By Laura Latzko
Joe Bourne has performed music around the world, including a German cruise ship. These days, he lives in Oro Valley and brings his variety of tunes to listeners around Arizona.
Bourne and pianist Daniel “Sly” Slipetsky will perform at the Westward Look Wyndham Grand Resort and Spa on Friday, February 3, as part of Southern Arizona Arts and Cultural Alliance’s Live Music Concerts.
Bourne covers songs from artists ranging from B.B. King, Eric Clapton, Perry Como, Nat King Cole, Frank Sinatra, John Denver, the Temptations, Marvin Gaye, Michael Jackson, Chris Stapleton, Stevie Wonder, Al Green, Josh Turner, Ray Charles and Smokey Robinson.
During his upcoming show at the Westward Look, he plans to offer jazz, soul, blues, country and R&B tunes.
“There will be a broad range of repertoire on that evening, something for everyone,” Bourne says. “You might hear ‘My Girl’ one moment and ‘Country Roads’ the next moment. I mix it up in a way that works — and people like that.”
Bourne offers his music in different configurations and genres, depending on the setting. This includes a 10-piece Motown group, a Nat King Cole tribute with a trio and an 18-piece big band.
His itinerary includes the Nat King Cole tribute at the Hotel Congress’ Century Room on Wednesday, March 1, and a solo performance on Sunday, March 5, at the Gaslight Music Hall.

Stored records:
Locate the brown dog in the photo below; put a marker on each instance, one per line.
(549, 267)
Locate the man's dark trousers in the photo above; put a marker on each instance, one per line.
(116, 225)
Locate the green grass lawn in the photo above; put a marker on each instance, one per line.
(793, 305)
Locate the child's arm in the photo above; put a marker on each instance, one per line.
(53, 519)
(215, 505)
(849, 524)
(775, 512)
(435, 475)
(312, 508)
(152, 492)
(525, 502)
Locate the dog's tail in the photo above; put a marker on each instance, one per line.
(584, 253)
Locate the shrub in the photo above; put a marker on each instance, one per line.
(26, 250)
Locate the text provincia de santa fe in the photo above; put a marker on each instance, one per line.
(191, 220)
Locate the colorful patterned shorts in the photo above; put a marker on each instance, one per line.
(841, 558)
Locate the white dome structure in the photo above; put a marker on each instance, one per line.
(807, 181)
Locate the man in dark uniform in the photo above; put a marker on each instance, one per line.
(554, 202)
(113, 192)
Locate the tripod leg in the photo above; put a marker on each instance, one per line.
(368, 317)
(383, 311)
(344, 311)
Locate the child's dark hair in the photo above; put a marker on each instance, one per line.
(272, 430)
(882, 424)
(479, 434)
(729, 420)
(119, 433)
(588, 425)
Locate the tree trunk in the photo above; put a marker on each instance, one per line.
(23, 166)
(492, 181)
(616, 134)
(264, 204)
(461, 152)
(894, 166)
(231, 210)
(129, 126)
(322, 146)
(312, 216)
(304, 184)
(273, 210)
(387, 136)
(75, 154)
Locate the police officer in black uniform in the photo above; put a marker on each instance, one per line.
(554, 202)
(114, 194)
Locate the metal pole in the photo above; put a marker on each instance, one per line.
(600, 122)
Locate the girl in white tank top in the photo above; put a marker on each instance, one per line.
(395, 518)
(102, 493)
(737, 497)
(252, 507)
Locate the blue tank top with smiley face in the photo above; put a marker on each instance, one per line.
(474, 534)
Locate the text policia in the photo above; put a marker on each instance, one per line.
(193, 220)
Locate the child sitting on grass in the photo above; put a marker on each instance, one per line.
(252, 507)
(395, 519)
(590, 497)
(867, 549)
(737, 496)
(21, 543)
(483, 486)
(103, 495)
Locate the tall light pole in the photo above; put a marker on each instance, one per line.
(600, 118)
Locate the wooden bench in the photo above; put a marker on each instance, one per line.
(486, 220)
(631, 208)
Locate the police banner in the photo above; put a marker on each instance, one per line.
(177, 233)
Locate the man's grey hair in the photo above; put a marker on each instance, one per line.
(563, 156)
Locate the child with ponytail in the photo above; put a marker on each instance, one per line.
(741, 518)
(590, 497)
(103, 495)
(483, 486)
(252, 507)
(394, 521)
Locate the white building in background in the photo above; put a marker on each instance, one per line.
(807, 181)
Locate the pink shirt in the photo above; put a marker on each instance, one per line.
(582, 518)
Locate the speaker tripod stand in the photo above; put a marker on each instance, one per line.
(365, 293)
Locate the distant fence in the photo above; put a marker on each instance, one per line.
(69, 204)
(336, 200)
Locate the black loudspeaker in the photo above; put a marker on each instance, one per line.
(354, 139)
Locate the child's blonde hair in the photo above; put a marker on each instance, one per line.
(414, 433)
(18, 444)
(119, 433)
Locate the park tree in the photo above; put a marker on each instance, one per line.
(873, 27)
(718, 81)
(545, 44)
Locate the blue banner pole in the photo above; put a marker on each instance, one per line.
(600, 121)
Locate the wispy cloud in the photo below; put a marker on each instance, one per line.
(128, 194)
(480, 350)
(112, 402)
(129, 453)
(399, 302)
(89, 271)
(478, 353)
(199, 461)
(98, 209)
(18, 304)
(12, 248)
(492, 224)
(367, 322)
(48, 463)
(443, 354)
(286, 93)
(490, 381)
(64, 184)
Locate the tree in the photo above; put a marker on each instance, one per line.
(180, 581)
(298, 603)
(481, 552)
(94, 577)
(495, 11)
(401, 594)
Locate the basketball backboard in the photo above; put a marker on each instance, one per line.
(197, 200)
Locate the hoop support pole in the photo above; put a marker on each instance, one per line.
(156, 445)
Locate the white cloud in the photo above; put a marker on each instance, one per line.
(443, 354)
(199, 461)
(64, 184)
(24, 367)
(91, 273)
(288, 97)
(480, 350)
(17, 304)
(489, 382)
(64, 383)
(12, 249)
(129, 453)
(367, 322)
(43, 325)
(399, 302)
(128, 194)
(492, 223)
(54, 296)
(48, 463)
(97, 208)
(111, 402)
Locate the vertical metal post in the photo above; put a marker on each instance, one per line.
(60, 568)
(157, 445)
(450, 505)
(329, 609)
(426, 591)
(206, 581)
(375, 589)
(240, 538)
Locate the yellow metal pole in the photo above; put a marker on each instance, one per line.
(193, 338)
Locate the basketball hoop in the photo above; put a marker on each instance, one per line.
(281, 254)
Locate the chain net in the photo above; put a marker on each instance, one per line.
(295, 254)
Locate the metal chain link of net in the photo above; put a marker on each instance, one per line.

What this exercise asks:
1. Translate this sentence from the article about singer Joe Bourne into Spanish: "During his upcoming show at the Westward Look, he plans to offer jazz, soul, blues, country and R&B tunes."
2. Carry on the article about singer Joe Bourne, picking up after its final sentence.

Results by task:
1. Durante su próximo espectáculo en el Westward Look, planea ofrecer canciones de jazz, soul, blues, country y R&B.

2.
Bourne’s most recent release is 2017’s “Upbeat and Sweet,” for which he rearranged rock music from the ’60s through ’80s into jazz tunes. It features Grammy-winning drummer Lewis Nash and was produced, arranged and recorded by bassist Mike Levy.
“I try to bring my own style to it,” Bourne says.
“People want to hear the song, but I try to bring a little of Joe Bourne into the presentation of the song. I try not to copy the way that Frank Sinatra sang the song. You can’t … because of the sound of my voice. It is my own. As far as Nat King Cole goes, without trying to copy him, I have a natural sound in my voice that people will say, ‘You sound like Nat King Cole.’”
Throughout his career, he has witnessed the ebb and flow of the music industry.
“A song like ‘My Way,’ I wore that out back when it came out,” Bourne says.
“After a while, you leave it alone. People don’t want to hear it anymore. When I go out now, that’s the most-requested song. I find myself doing songs that I started doing when I started in ’68. Songs that I did back then are being requested today. Songs that I put away, I’m pulling back out again.”
Bourne says these songs are nostalgic for listeners and himself.
“People enjoy hearing them, and it takes them back,” Bourne says.
Although he tends to do covers, Bourne does perform original tunes that were successful overseas.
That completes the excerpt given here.